=== WORK REQUEST ===
If a line in the records below contains the word "woman", return that line.

[[ DATA PROVIDED, beginning ]]

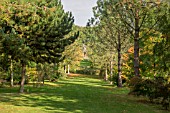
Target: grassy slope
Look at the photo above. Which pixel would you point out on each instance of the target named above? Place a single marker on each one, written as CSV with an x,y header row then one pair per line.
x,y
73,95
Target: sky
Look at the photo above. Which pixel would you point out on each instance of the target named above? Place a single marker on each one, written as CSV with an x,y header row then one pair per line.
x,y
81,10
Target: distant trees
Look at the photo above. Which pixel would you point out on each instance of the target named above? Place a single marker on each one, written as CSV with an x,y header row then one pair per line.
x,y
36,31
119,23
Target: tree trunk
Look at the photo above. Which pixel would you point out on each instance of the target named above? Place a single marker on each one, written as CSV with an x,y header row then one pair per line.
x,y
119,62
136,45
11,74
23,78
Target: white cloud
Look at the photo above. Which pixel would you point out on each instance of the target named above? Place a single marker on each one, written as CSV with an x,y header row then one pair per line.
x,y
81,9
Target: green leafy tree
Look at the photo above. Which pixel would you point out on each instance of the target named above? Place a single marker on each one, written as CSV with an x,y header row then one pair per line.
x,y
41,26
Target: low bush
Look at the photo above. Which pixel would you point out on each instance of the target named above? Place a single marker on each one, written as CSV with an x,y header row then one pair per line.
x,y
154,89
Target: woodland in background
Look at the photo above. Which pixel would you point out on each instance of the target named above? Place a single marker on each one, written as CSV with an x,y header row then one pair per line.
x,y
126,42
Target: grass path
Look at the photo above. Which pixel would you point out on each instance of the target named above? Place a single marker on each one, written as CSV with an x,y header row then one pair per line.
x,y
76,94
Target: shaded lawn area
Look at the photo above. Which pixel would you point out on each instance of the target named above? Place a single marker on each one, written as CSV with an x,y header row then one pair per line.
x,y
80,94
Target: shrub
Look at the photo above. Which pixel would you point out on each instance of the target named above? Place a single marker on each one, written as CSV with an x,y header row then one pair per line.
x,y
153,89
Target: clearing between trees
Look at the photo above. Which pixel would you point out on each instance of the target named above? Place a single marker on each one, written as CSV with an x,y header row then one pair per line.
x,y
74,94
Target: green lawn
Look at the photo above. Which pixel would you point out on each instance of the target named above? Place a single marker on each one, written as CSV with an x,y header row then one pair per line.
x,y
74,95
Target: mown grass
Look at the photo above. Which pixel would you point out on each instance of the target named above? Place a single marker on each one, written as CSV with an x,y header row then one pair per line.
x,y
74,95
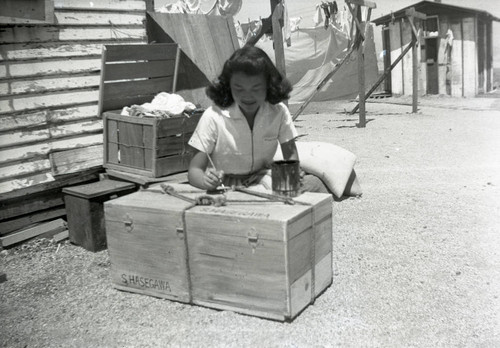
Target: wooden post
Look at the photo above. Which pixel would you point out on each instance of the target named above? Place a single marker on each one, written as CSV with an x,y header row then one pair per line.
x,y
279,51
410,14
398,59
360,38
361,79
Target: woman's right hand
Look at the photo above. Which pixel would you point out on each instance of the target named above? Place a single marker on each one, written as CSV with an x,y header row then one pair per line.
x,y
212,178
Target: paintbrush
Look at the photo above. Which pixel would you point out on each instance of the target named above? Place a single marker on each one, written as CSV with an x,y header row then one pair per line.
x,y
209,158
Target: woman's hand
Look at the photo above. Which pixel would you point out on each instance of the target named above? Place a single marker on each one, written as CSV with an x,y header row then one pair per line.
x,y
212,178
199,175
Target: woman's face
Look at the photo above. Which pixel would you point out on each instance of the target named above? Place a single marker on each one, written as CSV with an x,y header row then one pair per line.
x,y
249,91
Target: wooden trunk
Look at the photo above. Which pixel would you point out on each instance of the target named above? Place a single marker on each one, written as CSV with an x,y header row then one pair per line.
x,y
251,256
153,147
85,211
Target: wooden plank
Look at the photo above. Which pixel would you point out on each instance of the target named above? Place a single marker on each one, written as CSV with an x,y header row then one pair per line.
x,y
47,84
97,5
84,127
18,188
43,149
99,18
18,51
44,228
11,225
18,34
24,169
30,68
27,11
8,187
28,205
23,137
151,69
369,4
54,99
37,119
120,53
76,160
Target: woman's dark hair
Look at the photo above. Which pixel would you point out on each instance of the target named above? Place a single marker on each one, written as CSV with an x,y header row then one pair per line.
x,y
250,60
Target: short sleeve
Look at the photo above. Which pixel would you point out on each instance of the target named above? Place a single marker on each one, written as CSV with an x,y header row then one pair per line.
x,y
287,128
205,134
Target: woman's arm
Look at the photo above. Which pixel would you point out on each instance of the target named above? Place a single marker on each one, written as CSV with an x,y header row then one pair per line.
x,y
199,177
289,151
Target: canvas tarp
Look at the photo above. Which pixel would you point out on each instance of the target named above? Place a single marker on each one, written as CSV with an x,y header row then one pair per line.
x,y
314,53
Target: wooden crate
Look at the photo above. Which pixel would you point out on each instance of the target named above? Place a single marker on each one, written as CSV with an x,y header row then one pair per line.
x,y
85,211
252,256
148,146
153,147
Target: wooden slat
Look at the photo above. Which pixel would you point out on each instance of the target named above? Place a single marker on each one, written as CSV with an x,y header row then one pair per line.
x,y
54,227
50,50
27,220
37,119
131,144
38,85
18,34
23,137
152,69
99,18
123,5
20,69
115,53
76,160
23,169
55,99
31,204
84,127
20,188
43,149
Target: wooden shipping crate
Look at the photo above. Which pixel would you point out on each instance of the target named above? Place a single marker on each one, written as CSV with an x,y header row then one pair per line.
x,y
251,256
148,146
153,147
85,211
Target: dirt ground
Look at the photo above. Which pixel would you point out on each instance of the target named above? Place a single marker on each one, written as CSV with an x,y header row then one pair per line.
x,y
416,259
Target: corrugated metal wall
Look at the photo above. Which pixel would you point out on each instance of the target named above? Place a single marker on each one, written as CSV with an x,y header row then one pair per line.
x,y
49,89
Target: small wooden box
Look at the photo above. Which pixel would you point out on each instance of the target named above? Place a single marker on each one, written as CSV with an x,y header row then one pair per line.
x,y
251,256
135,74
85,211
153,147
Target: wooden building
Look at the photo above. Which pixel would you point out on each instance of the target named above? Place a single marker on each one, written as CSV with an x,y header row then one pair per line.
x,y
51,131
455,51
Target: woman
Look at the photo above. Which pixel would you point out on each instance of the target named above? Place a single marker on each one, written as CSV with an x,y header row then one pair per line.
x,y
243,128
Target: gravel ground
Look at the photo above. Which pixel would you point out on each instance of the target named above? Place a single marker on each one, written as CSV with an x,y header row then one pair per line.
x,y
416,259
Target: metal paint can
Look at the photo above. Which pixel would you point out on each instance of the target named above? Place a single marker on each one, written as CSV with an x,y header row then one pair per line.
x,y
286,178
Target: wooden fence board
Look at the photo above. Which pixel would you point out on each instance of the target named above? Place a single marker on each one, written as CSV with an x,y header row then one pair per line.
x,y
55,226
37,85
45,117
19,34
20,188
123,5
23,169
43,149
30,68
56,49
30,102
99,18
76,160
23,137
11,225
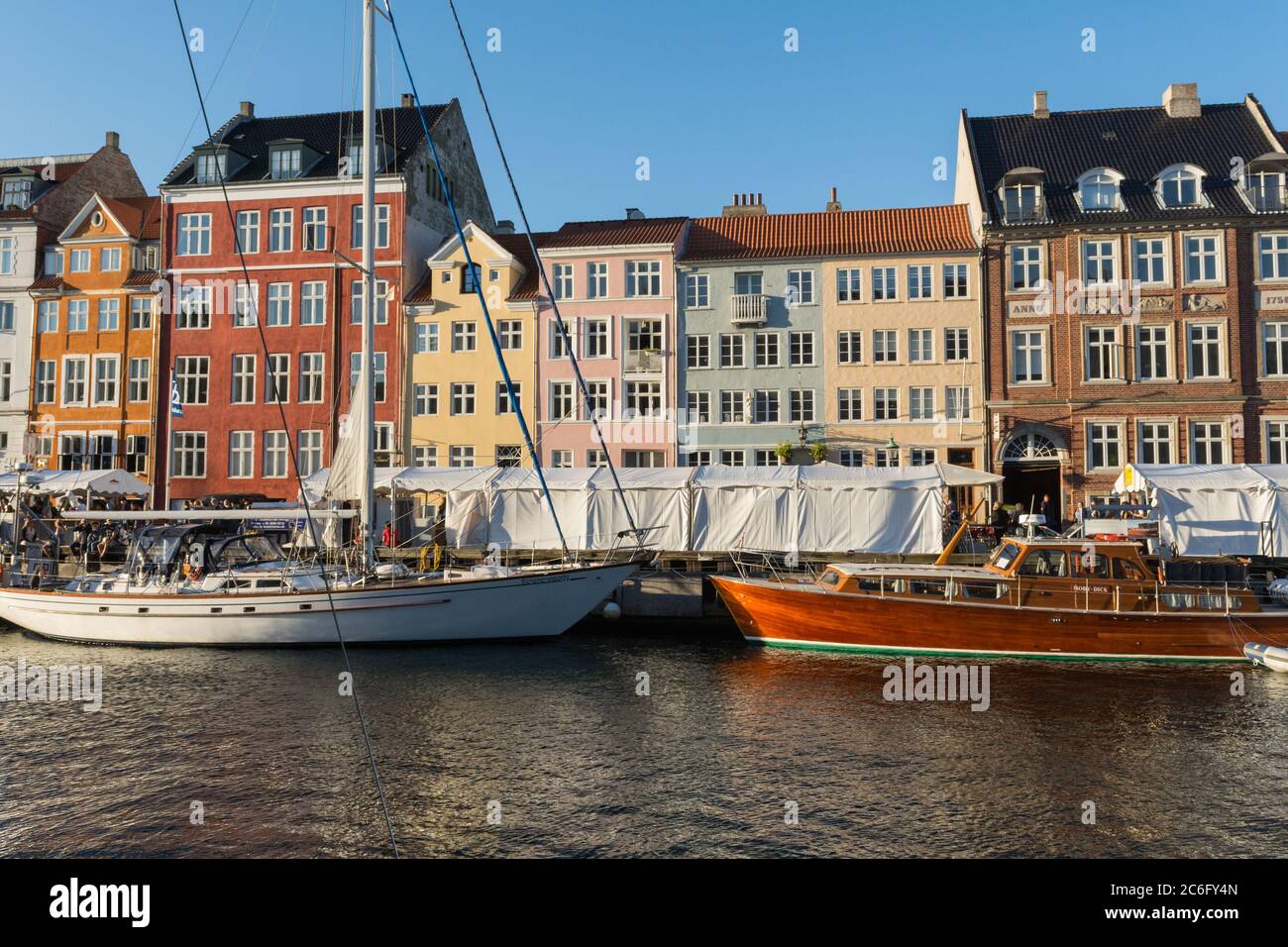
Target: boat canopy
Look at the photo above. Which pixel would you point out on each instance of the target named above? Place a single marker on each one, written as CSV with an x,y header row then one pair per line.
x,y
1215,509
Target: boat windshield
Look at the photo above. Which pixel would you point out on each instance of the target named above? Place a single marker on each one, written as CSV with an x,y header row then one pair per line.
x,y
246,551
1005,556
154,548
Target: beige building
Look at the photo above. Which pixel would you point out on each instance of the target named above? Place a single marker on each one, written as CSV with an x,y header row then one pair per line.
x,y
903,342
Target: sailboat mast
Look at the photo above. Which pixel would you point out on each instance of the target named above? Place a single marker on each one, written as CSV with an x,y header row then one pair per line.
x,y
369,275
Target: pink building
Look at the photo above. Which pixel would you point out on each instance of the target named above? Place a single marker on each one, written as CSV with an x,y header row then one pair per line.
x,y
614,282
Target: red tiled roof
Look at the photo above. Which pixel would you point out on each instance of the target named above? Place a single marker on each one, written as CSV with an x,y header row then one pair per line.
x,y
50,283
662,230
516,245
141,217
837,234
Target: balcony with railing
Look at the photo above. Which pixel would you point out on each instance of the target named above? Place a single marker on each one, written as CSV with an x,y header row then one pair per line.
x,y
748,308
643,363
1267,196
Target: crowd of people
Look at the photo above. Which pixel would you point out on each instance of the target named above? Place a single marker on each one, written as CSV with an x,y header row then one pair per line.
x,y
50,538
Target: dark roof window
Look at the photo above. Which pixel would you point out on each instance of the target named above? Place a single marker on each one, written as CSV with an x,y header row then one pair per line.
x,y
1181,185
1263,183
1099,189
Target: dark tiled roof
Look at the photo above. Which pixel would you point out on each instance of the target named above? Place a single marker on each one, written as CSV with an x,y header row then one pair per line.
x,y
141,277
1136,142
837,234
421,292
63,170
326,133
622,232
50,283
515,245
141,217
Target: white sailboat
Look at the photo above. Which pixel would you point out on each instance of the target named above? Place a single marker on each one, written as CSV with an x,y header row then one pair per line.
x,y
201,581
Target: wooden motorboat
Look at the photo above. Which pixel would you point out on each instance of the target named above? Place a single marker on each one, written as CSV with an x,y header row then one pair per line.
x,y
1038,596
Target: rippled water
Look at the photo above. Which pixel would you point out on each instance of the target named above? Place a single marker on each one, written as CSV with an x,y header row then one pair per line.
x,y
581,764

[[ DATA PROVIDED, end ]]
[[ DATA PROVIDED, beginning ]]

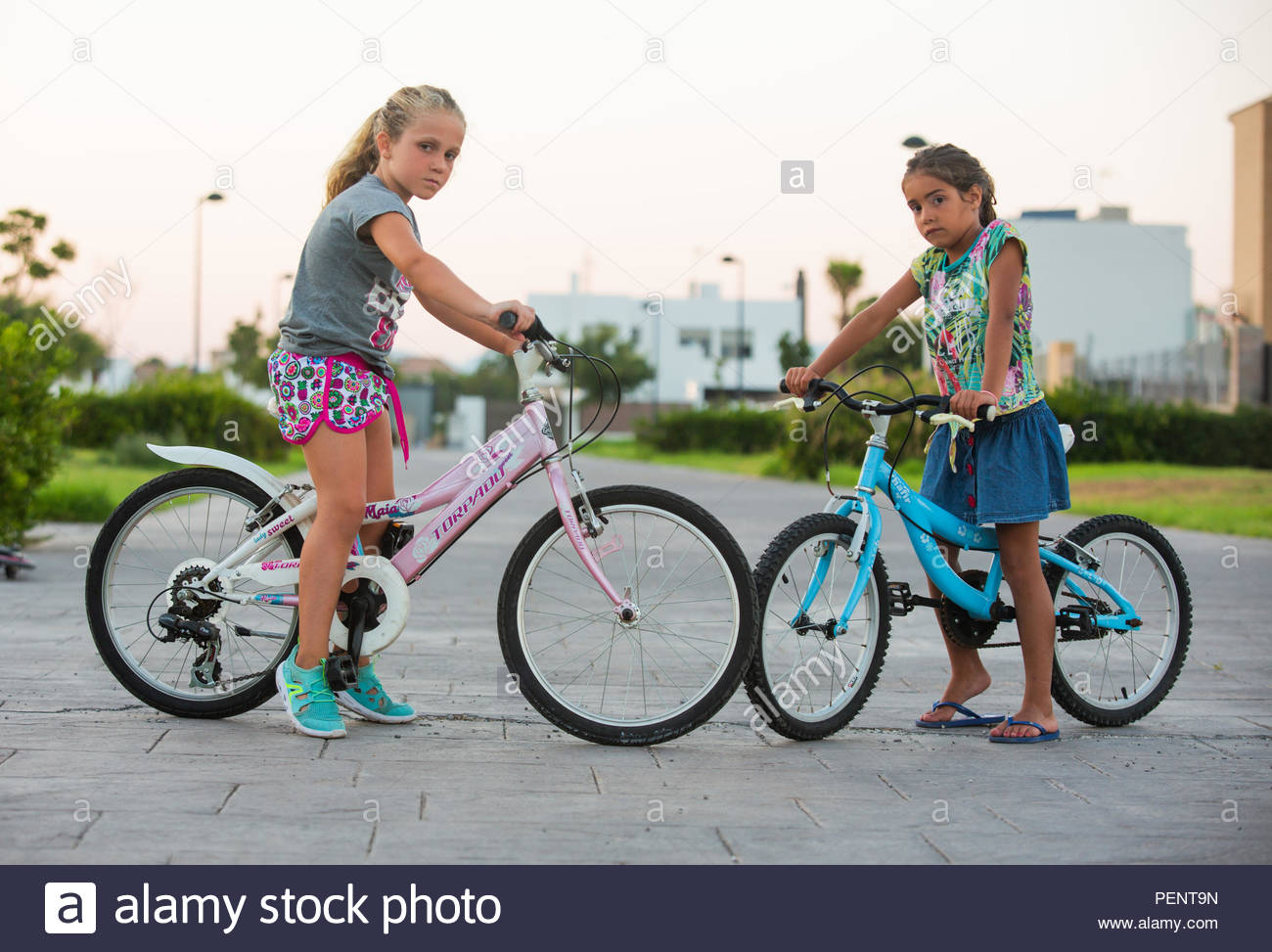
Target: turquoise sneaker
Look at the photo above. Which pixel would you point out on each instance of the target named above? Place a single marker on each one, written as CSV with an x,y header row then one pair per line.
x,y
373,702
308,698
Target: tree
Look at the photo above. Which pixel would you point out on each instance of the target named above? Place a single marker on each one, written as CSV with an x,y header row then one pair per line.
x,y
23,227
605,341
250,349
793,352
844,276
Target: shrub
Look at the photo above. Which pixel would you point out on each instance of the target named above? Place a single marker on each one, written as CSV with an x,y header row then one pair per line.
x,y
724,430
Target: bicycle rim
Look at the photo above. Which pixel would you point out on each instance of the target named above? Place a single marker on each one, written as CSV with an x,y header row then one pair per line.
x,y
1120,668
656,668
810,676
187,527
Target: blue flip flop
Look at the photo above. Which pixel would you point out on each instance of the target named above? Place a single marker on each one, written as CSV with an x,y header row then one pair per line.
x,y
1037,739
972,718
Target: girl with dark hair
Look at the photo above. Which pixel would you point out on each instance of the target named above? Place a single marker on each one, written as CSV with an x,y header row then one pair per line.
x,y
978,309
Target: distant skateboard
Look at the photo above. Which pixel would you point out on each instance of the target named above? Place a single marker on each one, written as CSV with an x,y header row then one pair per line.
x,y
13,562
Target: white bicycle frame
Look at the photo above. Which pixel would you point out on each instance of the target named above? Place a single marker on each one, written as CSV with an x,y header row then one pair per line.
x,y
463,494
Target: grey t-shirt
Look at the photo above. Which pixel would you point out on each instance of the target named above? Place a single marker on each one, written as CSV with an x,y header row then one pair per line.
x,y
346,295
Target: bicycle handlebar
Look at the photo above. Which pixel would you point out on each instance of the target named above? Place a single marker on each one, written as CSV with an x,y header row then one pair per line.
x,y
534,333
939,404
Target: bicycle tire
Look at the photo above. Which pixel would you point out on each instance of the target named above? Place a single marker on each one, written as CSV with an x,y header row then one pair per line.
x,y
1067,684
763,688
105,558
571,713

[[ DATA PROVIDED, end ]]

=== EXERCISE OUTPUT ===
Target: woman's right hand
Target: woman's hand
Target: woman's face
Target: woman's dark hair
Target: woman's arm
Target: woman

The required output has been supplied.